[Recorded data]
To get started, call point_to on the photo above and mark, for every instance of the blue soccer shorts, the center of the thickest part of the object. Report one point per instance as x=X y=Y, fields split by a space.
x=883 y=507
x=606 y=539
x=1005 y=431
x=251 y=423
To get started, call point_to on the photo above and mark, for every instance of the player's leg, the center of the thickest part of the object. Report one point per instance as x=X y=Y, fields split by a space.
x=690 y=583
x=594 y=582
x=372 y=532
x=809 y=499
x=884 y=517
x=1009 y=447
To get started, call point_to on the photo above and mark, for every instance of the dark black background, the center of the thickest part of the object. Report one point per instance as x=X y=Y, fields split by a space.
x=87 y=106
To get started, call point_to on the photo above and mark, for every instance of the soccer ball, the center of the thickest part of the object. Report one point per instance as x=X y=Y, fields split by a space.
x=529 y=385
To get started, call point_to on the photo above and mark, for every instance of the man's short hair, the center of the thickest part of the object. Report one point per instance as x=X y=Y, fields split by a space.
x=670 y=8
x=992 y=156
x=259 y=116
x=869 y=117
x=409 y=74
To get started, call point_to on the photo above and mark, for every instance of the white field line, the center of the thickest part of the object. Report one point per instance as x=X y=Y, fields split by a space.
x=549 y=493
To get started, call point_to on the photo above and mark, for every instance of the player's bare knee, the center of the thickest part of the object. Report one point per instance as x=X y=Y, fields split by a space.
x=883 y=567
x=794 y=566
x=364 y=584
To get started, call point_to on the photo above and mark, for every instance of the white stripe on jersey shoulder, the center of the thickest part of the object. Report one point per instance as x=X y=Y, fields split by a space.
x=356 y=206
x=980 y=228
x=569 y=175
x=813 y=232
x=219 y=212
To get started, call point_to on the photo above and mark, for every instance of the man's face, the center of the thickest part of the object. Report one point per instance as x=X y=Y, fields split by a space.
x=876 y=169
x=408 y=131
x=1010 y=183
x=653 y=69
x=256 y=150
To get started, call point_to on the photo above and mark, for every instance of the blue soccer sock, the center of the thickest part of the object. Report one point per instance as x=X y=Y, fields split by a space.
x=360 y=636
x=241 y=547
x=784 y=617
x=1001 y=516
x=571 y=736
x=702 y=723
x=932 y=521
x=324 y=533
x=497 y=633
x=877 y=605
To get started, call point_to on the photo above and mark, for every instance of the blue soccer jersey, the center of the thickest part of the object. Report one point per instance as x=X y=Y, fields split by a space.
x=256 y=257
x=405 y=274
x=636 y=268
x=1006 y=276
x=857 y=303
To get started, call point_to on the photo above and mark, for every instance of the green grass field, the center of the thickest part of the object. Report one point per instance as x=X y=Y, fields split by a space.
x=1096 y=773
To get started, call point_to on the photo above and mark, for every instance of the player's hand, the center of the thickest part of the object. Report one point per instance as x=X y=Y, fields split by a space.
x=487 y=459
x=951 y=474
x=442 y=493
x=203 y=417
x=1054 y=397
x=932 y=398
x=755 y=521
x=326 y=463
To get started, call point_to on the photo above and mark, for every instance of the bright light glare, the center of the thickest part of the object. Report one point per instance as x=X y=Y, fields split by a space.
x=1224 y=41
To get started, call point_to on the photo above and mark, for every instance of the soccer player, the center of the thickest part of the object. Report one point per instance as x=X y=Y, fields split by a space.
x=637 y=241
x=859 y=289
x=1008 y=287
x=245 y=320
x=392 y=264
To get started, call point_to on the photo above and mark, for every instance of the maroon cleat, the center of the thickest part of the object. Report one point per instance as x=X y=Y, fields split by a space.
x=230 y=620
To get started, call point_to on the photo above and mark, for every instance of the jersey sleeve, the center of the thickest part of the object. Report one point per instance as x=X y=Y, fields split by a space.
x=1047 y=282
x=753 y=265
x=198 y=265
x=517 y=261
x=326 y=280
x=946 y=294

● Description of the task
Print the data word for word.

● Written reply
To get started, call point_to on the photo above and mark, for every instance of the blue soccer shorts, the center of the thickest part of the object. Report one point per instance as x=X y=Y, fields split by a space.
x=883 y=507
x=606 y=539
x=1005 y=431
x=251 y=423
To get started, call point_to on the photo above and mark, for every instance of the player's leg, the center of the thickest part of the object. Report one point per instance as x=X y=Y, fields split by a space.
x=690 y=583
x=594 y=582
x=372 y=532
x=809 y=499
x=884 y=517
x=1009 y=447
To get started, call point_to on the photo above and mark, for every instance of the dark black background, the center of the thickest part of the object. Report one point per instance as x=X y=Y, fields split by a space.
x=87 y=106
To get started, call point_to on the photo above and mark, for every instance of the soccer ball, the center of the thickest part of the object. Report one point per instance as x=X y=Y, fields split by a space.
x=529 y=385
To get started, call point_to on the photo above and mark, for every instance of the man's short hair, the center of the thickest part of the object. Report one point per instance as x=X y=Y, fields split by a space.
x=670 y=8
x=992 y=156
x=259 y=116
x=869 y=117
x=409 y=74
To get started, call point_to on the photo above and mark, for every instance of the white field line, the center of the thickest part of the object. Report one point per instance as x=X y=Y, fields split by a space.
x=549 y=493
To get started, call point_to on the photo above and mark, for every instance of the player's bare knee, the center of the thickest part of the object. Report one point per instance as x=X y=Y, fields split by a space.
x=883 y=567
x=794 y=566
x=364 y=584
To get started, call point_to on the photo above and mark, for every instance of the white stripe on jersey shoulder, the center of the thickest part of the object. Report one point per instance as x=X y=Y, fields split by a space.
x=356 y=206
x=980 y=228
x=569 y=175
x=813 y=232
x=219 y=212
To get started, call point_to on the photo above and mark, for every instance of the man's face, the center of the thickest part of the object. Report one point per instance as x=X y=Y, fields split by a space.
x=876 y=169
x=408 y=131
x=1010 y=183
x=653 y=69
x=256 y=150
To get started, call point_to on the photo above and mark, for every instance of the blue soccer sock, the center of the thickest part of the object. Report one point per instance as x=X y=Y, fields split by a space.
x=360 y=636
x=241 y=547
x=784 y=617
x=1001 y=516
x=571 y=736
x=702 y=723
x=932 y=521
x=324 y=533
x=497 y=633
x=877 y=605
To get started, call point_to on the photo above and mark, for every instance of the blue soccer jersey, the center of the thickest part of the object. Report one point per instance as x=X y=Y, fields split by a space.
x=256 y=257
x=405 y=274
x=636 y=268
x=1006 y=276
x=857 y=303
To get started, call point_to on the photo above and mark, for every instance of the green grass field, the center of the thickest part of the object. Report one point per instance as x=X y=Y, fields split by a space.
x=1096 y=773
To get started, call point_to on the photo above and mark, for every instance of the player's hand, the center of the thickest part of the object. Report one point per instance as x=X y=Y, fields split by a space.
x=487 y=459
x=951 y=474
x=442 y=493
x=203 y=417
x=1054 y=397
x=932 y=398
x=755 y=521
x=326 y=463
To get started, call point_to on the photo above and mark, for every instance of the bright light glare, the center of the thickest part of the object. Report one point per instance as x=X y=Y, fields split by a space.
x=1224 y=41
To get started, call point_to on the photo above and mark, for every instance of the soccer player, the center of the thickest part of the object. Report one point per instance as x=X y=Y, fields split by a space.
x=637 y=241
x=859 y=289
x=1008 y=287
x=245 y=320
x=392 y=264
To get started, call point_to on the photo above and mark, for every instance of the maroon cleat, the center of the thickest part of the object. Report one point per instance as x=X y=Y, fields split by a space.
x=230 y=620
To get started, call point_to on the photo above and mark, for every instance of the jersey sleeve, the center of the thickest part of the object. Report one point per instance as x=X y=Y, fields split by a space.
x=1047 y=282
x=753 y=265
x=198 y=265
x=517 y=261
x=326 y=280
x=946 y=294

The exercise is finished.